:: Problem to work on ::
The records below are to be quoted in full; please keep every word exact.

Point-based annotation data
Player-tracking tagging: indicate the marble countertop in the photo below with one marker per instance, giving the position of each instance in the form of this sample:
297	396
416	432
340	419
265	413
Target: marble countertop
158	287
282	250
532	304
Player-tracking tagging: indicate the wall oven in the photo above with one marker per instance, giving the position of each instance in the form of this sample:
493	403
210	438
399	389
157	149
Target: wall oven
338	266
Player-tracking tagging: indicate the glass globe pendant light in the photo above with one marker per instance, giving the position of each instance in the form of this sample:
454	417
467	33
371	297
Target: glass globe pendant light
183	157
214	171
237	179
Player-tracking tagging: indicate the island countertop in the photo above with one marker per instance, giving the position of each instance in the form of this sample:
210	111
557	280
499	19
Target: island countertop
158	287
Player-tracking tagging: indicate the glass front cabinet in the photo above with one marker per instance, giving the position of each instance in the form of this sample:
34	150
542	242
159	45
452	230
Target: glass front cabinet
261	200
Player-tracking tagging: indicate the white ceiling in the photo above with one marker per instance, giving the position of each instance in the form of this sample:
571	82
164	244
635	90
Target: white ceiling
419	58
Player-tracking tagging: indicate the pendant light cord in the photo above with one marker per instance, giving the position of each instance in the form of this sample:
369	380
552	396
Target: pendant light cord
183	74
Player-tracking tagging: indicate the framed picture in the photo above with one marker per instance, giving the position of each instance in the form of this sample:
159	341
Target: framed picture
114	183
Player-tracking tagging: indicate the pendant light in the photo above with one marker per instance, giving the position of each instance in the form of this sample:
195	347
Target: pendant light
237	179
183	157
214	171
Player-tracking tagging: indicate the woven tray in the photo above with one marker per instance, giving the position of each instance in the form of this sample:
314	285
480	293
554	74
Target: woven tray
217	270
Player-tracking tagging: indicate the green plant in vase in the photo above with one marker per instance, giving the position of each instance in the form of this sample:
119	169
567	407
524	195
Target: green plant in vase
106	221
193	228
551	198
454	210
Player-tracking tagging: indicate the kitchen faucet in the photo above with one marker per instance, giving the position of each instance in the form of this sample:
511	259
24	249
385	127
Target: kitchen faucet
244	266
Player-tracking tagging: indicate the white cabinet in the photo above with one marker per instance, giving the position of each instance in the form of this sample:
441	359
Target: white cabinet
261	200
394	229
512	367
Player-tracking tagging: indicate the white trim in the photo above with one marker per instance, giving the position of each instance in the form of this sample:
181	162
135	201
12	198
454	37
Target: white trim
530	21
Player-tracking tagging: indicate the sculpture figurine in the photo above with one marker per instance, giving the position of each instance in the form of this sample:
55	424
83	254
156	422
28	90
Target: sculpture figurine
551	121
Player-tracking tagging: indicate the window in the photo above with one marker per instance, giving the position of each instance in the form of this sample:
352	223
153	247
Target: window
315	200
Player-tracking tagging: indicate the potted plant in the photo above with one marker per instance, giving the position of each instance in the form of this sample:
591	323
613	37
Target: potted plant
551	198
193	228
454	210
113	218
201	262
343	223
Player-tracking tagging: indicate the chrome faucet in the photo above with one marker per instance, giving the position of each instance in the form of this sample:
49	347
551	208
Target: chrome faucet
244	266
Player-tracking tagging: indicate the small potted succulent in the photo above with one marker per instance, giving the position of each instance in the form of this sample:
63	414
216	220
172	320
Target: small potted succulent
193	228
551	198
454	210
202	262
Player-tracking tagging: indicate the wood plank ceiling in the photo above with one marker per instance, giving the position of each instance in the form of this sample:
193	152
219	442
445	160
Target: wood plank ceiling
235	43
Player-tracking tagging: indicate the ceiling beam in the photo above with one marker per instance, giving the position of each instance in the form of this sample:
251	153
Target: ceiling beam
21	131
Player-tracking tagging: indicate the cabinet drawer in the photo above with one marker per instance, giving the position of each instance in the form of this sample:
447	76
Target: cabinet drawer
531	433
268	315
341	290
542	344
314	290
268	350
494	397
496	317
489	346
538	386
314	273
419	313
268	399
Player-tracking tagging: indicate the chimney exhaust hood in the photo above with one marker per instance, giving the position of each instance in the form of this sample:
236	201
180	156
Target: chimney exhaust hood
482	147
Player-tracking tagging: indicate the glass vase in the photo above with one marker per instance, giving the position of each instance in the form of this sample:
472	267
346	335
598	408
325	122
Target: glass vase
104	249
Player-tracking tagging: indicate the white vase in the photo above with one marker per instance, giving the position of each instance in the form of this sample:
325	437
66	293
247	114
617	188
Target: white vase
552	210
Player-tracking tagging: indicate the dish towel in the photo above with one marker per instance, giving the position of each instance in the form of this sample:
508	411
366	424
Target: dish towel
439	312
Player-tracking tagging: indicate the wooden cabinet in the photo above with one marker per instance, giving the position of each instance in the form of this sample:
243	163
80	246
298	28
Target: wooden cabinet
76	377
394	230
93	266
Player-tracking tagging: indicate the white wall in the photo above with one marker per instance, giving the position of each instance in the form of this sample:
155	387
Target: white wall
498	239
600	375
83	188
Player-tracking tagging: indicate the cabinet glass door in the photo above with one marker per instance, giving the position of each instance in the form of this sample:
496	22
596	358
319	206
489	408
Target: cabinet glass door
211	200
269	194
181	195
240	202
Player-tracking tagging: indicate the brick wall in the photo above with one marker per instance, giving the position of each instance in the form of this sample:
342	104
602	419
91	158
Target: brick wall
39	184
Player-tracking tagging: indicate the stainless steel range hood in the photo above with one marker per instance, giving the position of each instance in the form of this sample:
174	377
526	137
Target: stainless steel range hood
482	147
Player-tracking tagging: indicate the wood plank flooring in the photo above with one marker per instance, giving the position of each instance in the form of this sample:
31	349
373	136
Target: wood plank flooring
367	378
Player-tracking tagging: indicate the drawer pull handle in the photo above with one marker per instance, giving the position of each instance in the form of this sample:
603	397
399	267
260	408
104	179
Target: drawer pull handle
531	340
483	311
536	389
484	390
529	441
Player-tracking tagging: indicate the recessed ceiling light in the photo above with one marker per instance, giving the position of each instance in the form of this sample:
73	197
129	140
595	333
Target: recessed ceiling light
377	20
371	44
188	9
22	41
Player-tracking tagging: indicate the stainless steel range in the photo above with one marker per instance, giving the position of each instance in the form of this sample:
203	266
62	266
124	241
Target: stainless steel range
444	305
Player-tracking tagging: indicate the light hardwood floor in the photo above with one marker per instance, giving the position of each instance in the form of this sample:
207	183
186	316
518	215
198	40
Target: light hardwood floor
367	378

:: Reply to the exercise ::
Player-tracking tagging: indicate the marble countertop in the photo below with one marker per instance, giving the position of each instance in the form of this sample:
297	396
416	432
340	419
265	413
Target: marble countertop
158	287
282	250
532	304
Player-tracking tagging: indicate the wall oven in the photo above with one marker per instance, giving the position of each instance in the form of this sample:
493	403
210	438
399	389
157	149
Target: wall oven
338	266
Player-tracking tagging: indicate the glass globe pendant light in the photo above with one marker per instance, giving the position of each instance in the form of this sample:
454	417
467	33
371	297
Target: glass globe pendant light
183	157
214	171
237	179
Player-tracking tagging: indicate the island countertop in the photo above with one marker per instance, giving the position of each instance in the form of this sample:
210	111
557	280
499	19
Target: island countertop
158	287
Player-tracking tagging: indicate the glass front cabinet in the photo above with one marker per instance, giving the position of each instance in the form of this sample:
34	150
542	242
159	45
452	230
Target: glass front cabinet
261	200
Player-tracking tagging: indicate the white ceiling in the photo above with one marker per instance, giving the position of each instance in the form of this sample:
571	82
164	244
635	90
Target: white ceiling
419	58
Player-tracking tagging: indicate the pendant light cord in the photo above with one marker per instance, giving the position of each instance in the form of this sample:
369	380
552	396
Target: pendant light cord
183	74
Player-tracking tagging: indicate the framed picture in the photo above with one marker per instance, giving the position of each instance in the form of this sample:
159	341
Target: framed picture
114	183
Player-tracking tagging: indicate the pendant light in the photo above with one marker per instance, giving the position of each instance in the form of this sample:
195	347
Target: pendant light
237	179
183	157
214	171
Player-tracking tagging: indicate the woven tray in the photo above with one marker per instance, giving the position of each instance in the form of this sample:
314	285
480	293
554	74
Target: woven tray
217	270
Player-tracking tagging: indicate the green plant in vase in the photo above with one marker per instance, giving the position of each instance in the form of this sample:
119	169
567	407
524	195
Target: green plant in vase
106	221
193	228
551	198
454	210
Player-tracking tagging: indicate the kitchen faucet in the photo above with one marker per instance, giving the position of each instance in the form of this sample:
511	259
24	249
385	127
Target: kitchen faucet
244	266
Player-tracking tagging: indicate the white cabinet in the photo above with one marker per instance, giving the position of each instance in the form of this sample:
441	359
Target: white cabinet
261	200
394	229
512	367
Player-tracking tagging: indicate the white trim in the photo above with one marker per instance, giving the position of each instance in the form of this sample:
181	162
135	201
12	198
454	37
Target: white trim
530	21
Player-tracking tagging: indicate the sculpture figurine in the photo above with one marker per instance, giving the position of each instance in the form of this sample:
55	424
83	254
156	422
28	90
Target: sculpture figurine
551	121
Player-tracking tagging: indicate the window in the photo above with one marker per instance, giving the position of each instance in the form of this sample:
352	223
153	247
Target: window
315	200
Player-tracking tagging: indicate the potted plant in the photo above with one marker per instance, giving the position of each instance in the form of this sample:
591	323
613	37
Target: potted plant
551	198
193	228
454	210
113	218
201	262
343	223
Player-tracking tagging: indicate the chrome faucet in the photo above with one marker per instance, giving the position of each instance in the form of this sample:
49	347
551	208
Target: chrome faucet
244	266
Player-tracking tagging: indicate the small potted succulent in the photo above with one marker per instance, giving the position of each instance in the form of this sample:
63	414
216	220
172	320
Target: small potted succulent
193	228
551	198
454	210
202	262
Player-tracking tagging: indicate the wood plank ceiling in the photo above with one marker per instance, giving the position of each instance in the form of this sample:
193	152
219	442
445	160
Target: wood plank ceiling
235	43
Player-tracking tagging: indicate the ceiling beam in the photo above with one marker per instance, giving the position of each instance in the form of this sample:
251	153
Target: ceiling beam
21	131
Player-tracking tagging: indicate the cabinet drawer in the photo above with one marker per instance, giving the position of each instance in the form of this sample:
447	76
Target: cabinet drawer
531	433
268	315
341	290
542	344
314	290
268	350
494	397
496	317
489	346
538	386
314	273
419	313
268	399
Player-tracking tagging: indicate the chimney exhaust hood in the photo above with one marker per instance, giving the position of each instance in the form of this sample:
236	201
180	156
Target: chimney exhaust hood
482	147
Player-tracking tagging: indicate the glass vase in the photo above with one marker per instance, giving the position of each instance in the form of this sample:
472	267
346	335
598	408
325	122
Target: glass vase
104	249
Player-tracking tagging: indicate the white vase in the photo above with one marker per instance, giving the position of each instance in the form of this sample:
325	437
66	293
247	114
617	188
Target: white vase
552	210
Player-tracking tagging: indicate the dish towel in the photo above with one marker per instance, giving the position of each instance in the form of this sample:
508	411
366	424
Target: dish towel
439	312
Player-tracking tagging: indicate the wooden cabinet in the photo above with one marker per instance, giving the position of each instance in the form of this sample:
243	163
80	246
298	28
Target: wooden cabinet
76	377
394	230
93	266
Player-tracking tagging: indicate the white wall in the photo above with one marker per instance, giving the position of each instance in the form of this sample:
155	387
Target: white wall
498	239
600	375
83	188
Player-tracking tagging: indicate the cabinet glass door in the photo above with one marker per instance, giving the position of each instance in the form of this sample:
496	22
596	358
319	206
489	408
Target: cabinet glass door
211	200
269	194
181	195
240	202
Player-tracking tagging: indicate the brick wall in the photo above with one marker per instance, giving the position of each instance in the form of this sample:
342	104
602	419
91	158
Target: brick wall
39	184
Player-tracking tagging: indicate the stainless steel range hood in the photo above with one marker per instance, giving the position of each instance in the form of this sample:
174	377
526	137
Target: stainless steel range hood
482	147
Player-tracking tagging: indicate the wood plank flooring in the photo above with one marker per instance, giving the position of each instance in the form of this sample:
31	349
373	136
Target: wood plank flooring
367	378
Player-tracking tagging: indicate the drawer pull handle in the photo above with one marker per instance, giving the position of each instance in the form of this sample:
603	397
399	267
260	408
104	179
Target: drawer pull handle
531	340
483	311
536	389
484	390
529	441
Player-tracking tagging: indicate the recessed ceiling light in the photo above with one marker per instance, giving the position of each instance in the form of this sample:
73	197
129	140
595	333
Target: recessed ceiling light
377	20
371	44
188	9
22	41
Player-tracking tagging: indicate the stainless steel range in the photo above with one marker per instance, giving the position of each instance in the form of this sample:
203	266
62	266
124	241
Target: stainless steel range
444	305
Player-tracking tagging: indicate the light hardwood floor in the photo above with one marker per instance, giving the position of each instance in the form of this sample:
207	183
186	316
518	215
198	40
Target: light hardwood floor
367	378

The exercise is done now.